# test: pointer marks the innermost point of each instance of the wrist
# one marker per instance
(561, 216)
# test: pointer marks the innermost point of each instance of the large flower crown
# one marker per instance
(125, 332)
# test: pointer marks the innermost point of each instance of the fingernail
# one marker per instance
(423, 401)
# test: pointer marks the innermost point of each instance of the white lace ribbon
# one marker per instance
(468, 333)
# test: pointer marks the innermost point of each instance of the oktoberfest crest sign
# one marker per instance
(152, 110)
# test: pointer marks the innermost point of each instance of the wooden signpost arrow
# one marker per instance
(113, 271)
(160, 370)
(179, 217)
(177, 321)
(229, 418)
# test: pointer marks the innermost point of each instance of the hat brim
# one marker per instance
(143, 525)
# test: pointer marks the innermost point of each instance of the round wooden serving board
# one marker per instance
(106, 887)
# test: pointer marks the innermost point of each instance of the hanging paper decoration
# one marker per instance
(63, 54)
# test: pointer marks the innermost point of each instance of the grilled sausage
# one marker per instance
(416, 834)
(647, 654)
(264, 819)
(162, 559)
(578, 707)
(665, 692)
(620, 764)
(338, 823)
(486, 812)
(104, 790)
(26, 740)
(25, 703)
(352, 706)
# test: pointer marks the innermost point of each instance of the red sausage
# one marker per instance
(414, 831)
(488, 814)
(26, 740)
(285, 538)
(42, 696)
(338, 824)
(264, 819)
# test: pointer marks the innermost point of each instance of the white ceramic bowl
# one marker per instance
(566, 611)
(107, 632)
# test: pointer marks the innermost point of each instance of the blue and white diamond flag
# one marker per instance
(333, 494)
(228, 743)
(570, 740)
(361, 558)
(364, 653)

++++++++++++++++++++

After locating the line with "of the fingernail" in the material above, return it and each line after it exactly, ending at the line with "white diamond flag".

* **SOLUTION BELOW**:
# test: pointer marks the innermost point of each instance of the fingernail
# one marker per instance
(423, 401)
# test: pointer marks the innermost point of each instance of the white lace ribbon
# one marker per instance
(468, 333)
# test: pointer marks the innermost point of each instance of the oktoberfest crest sign
# one marker per instance
(152, 110)
# test: pointer marks the innermost point of each instance of the wooden signpost arrow
# one marker per instance
(113, 271)
(160, 370)
(179, 217)
(177, 321)
(229, 418)
# test: pointer marks the innermost point of each instance of the hat brim
# one marker per instance
(143, 525)
# test: pointer marks the innermost point of each instance of the round wooden serving board
# one marker per instance
(106, 887)
# test: pointer marks the innermost point of each instance of the hanging paper decoration
# one marker per instance
(63, 54)
# test: pointer marks the innermost point of each instance of the grilled sausage
# one marker per instance
(416, 834)
(647, 654)
(264, 819)
(162, 559)
(578, 707)
(665, 692)
(620, 764)
(338, 823)
(486, 812)
(104, 790)
(26, 740)
(25, 703)
(352, 706)
# test: pointer marks the innermost point of each instance of the red sausage
# one marker per instance
(414, 831)
(488, 814)
(26, 740)
(285, 538)
(42, 696)
(338, 824)
(264, 819)
# test: pointer marks the innermost point of each instance of the white ceramic bowl
# one marker per instance
(566, 611)
(107, 632)
# test: pointer marks the innermost point of each instance of the blue and white diamond flag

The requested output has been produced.